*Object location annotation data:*
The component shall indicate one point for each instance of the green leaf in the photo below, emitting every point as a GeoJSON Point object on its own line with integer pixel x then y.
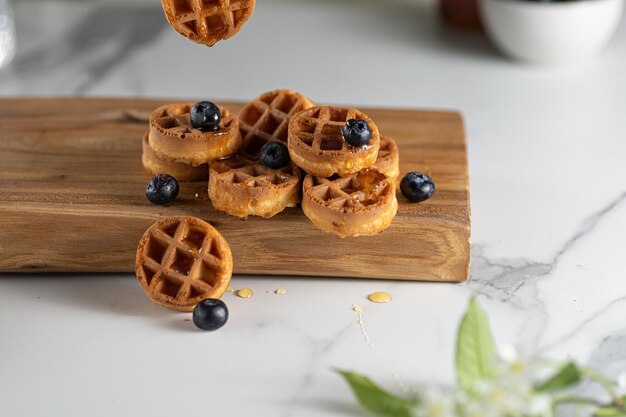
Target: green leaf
{"type": "Point", "coordinates": [567, 376]}
{"type": "Point", "coordinates": [609, 412]}
{"type": "Point", "coordinates": [375, 399]}
{"type": "Point", "coordinates": [475, 348]}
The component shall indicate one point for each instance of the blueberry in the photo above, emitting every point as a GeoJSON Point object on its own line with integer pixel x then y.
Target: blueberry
{"type": "Point", "coordinates": [417, 187]}
{"type": "Point", "coordinates": [356, 132]}
{"type": "Point", "coordinates": [210, 314]}
{"type": "Point", "coordinates": [274, 155]}
{"type": "Point", "coordinates": [162, 189]}
{"type": "Point", "coordinates": [205, 116]}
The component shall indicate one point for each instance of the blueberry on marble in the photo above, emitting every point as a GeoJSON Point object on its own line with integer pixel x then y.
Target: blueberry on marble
{"type": "Point", "coordinates": [162, 189]}
{"type": "Point", "coordinates": [274, 155]}
{"type": "Point", "coordinates": [417, 187]}
{"type": "Point", "coordinates": [205, 116]}
{"type": "Point", "coordinates": [356, 132]}
{"type": "Point", "coordinates": [210, 314]}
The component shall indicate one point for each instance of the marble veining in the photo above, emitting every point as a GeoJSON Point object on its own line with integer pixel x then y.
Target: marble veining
{"type": "Point", "coordinates": [546, 154]}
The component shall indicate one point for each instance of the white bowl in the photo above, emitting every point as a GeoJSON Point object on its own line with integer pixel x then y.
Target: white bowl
{"type": "Point", "coordinates": [551, 33]}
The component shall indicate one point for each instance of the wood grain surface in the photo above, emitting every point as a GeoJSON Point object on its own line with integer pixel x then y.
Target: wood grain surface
{"type": "Point", "coordinates": [72, 199]}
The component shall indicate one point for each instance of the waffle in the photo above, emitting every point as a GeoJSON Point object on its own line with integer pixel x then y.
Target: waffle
{"type": "Point", "coordinates": [181, 261]}
{"type": "Point", "coordinates": [317, 146]}
{"type": "Point", "coordinates": [388, 160]}
{"type": "Point", "coordinates": [266, 118]}
{"type": "Point", "coordinates": [208, 21]}
{"type": "Point", "coordinates": [174, 139]}
{"type": "Point", "coordinates": [361, 204]}
{"type": "Point", "coordinates": [245, 188]}
{"type": "Point", "coordinates": [178, 170]}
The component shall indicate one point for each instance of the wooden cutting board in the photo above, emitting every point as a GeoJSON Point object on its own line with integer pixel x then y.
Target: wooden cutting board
{"type": "Point", "coordinates": [72, 199]}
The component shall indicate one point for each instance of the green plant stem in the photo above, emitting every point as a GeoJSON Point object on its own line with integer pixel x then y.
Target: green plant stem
{"type": "Point", "coordinates": [605, 383]}
{"type": "Point", "coordinates": [570, 399]}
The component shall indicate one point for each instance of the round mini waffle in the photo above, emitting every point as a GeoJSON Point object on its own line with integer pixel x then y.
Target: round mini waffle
{"type": "Point", "coordinates": [182, 261]}
{"type": "Point", "coordinates": [207, 21]}
{"type": "Point", "coordinates": [362, 204]}
{"type": "Point", "coordinates": [173, 139]}
{"type": "Point", "coordinates": [182, 172]}
{"type": "Point", "coordinates": [266, 119]}
{"type": "Point", "coordinates": [317, 146]}
{"type": "Point", "coordinates": [388, 160]}
{"type": "Point", "coordinates": [245, 188]}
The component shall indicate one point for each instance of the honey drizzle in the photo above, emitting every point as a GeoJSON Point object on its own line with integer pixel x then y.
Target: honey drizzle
{"type": "Point", "coordinates": [368, 341]}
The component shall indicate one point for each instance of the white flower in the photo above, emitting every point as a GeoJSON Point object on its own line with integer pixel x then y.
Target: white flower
{"type": "Point", "coordinates": [436, 403]}
{"type": "Point", "coordinates": [621, 383]}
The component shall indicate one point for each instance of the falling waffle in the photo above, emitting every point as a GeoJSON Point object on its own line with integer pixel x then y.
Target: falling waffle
{"type": "Point", "coordinates": [208, 21]}
{"type": "Point", "coordinates": [266, 119]}
{"type": "Point", "coordinates": [245, 188]}
{"type": "Point", "coordinates": [174, 139]}
{"type": "Point", "coordinates": [178, 170]}
{"type": "Point", "coordinates": [317, 146]}
{"type": "Point", "coordinates": [388, 160]}
{"type": "Point", "coordinates": [361, 204]}
{"type": "Point", "coordinates": [182, 261]}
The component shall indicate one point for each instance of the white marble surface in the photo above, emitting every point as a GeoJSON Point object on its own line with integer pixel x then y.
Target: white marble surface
{"type": "Point", "coordinates": [548, 183]}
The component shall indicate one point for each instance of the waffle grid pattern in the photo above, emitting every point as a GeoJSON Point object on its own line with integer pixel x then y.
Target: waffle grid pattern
{"type": "Point", "coordinates": [384, 152]}
{"type": "Point", "coordinates": [320, 129]}
{"type": "Point", "coordinates": [257, 175]}
{"type": "Point", "coordinates": [347, 192]}
{"type": "Point", "coordinates": [174, 120]}
{"type": "Point", "coordinates": [182, 262]}
{"type": "Point", "coordinates": [266, 119]}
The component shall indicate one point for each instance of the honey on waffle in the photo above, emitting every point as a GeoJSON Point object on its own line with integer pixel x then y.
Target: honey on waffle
{"type": "Point", "coordinates": [173, 139]}
{"type": "Point", "coordinates": [182, 172]}
{"type": "Point", "coordinates": [361, 204]}
{"type": "Point", "coordinates": [317, 146]}
{"type": "Point", "coordinates": [208, 21]}
{"type": "Point", "coordinates": [245, 188]}
{"type": "Point", "coordinates": [266, 119]}
{"type": "Point", "coordinates": [388, 160]}
{"type": "Point", "coordinates": [181, 261]}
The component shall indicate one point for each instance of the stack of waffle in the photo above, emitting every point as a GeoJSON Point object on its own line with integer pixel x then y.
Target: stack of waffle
{"type": "Point", "coordinates": [343, 189]}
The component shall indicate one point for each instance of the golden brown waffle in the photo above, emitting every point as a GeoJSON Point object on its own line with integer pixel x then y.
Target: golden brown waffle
{"type": "Point", "coordinates": [317, 146]}
{"type": "Point", "coordinates": [182, 172]}
{"type": "Point", "coordinates": [266, 119]}
{"type": "Point", "coordinates": [208, 21]}
{"type": "Point", "coordinates": [388, 160]}
{"type": "Point", "coordinates": [244, 188]}
{"type": "Point", "coordinates": [174, 139]}
{"type": "Point", "coordinates": [361, 204]}
{"type": "Point", "coordinates": [181, 261]}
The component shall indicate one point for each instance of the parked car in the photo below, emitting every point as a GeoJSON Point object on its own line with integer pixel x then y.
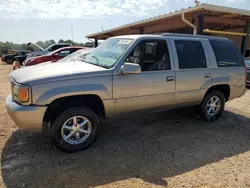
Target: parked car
{"type": "Point", "coordinates": [51, 48]}
{"type": "Point", "coordinates": [52, 56]}
{"type": "Point", "coordinates": [126, 74]}
{"type": "Point", "coordinates": [79, 55]}
{"type": "Point", "coordinates": [247, 61]}
{"type": "Point", "coordinates": [10, 58]}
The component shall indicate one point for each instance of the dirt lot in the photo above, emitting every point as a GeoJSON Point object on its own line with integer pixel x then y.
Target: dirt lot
{"type": "Point", "coordinates": [162, 149]}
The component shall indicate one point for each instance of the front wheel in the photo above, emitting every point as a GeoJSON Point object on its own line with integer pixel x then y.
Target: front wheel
{"type": "Point", "coordinates": [9, 61]}
{"type": "Point", "coordinates": [75, 129]}
{"type": "Point", "coordinates": [212, 106]}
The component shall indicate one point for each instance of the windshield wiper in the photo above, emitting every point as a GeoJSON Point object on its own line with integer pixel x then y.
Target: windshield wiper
{"type": "Point", "coordinates": [97, 60]}
{"type": "Point", "coordinates": [98, 63]}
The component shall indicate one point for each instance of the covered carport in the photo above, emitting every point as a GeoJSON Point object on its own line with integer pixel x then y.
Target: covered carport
{"type": "Point", "coordinates": [204, 19]}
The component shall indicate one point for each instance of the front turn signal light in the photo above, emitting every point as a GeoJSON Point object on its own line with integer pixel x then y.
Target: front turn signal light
{"type": "Point", "coordinates": [23, 94]}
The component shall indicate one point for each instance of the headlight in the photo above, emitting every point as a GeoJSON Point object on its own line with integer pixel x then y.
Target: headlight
{"type": "Point", "coordinates": [21, 93]}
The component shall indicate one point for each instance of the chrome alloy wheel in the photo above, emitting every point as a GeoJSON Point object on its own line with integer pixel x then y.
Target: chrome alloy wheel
{"type": "Point", "coordinates": [76, 130]}
{"type": "Point", "coordinates": [213, 106]}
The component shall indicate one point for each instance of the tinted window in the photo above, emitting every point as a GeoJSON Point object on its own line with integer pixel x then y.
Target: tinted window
{"type": "Point", "coordinates": [64, 52]}
{"type": "Point", "coordinates": [151, 55]}
{"type": "Point", "coordinates": [226, 53]}
{"type": "Point", "coordinates": [190, 54]}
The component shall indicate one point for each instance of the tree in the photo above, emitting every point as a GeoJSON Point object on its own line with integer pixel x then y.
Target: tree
{"type": "Point", "coordinates": [40, 43]}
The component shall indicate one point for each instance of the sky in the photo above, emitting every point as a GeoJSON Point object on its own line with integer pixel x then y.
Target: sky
{"type": "Point", "coordinates": [23, 21]}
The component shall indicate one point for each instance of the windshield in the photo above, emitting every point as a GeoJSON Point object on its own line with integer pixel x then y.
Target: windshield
{"type": "Point", "coordinates": [109, 52]}
{"type": "Point", "coordinates": [78, 55]}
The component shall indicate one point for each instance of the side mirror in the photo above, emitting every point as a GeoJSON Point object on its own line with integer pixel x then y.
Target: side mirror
{"type": "Point", "coordinates": [130, 68]}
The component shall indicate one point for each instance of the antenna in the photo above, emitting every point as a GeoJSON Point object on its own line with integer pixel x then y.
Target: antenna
{"type": "Point", "coordinates": [72, 32]}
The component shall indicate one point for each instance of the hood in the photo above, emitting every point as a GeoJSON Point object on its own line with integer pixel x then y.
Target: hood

*WHAT YOU WILL DO:* Send back exactly the lines from the line with "of the side" through the end of the records.

*EXERCISE OUTPUT:*
The component shall indicate one point for each instance of the side mirror in the photo above, emitting every point as a GeoJSON Point object on its own line with integer pixel x then y.
Target: side mirror
{"type": "Point", "coordinates": [130, 68]}
The component shall indicate one point for each instance of the antenna in the photo above, emitting every point as a GeoJSON Point object on its own line with integer pixel x then y.
Target: antenna
{"type": "Point", "coordinates": [72, 32]}
The component shall indicate one point for each instance of the hood in the photo above, emitting every point as a GeoJSON Point object on its own line with integer pixel x then y.
Target: hood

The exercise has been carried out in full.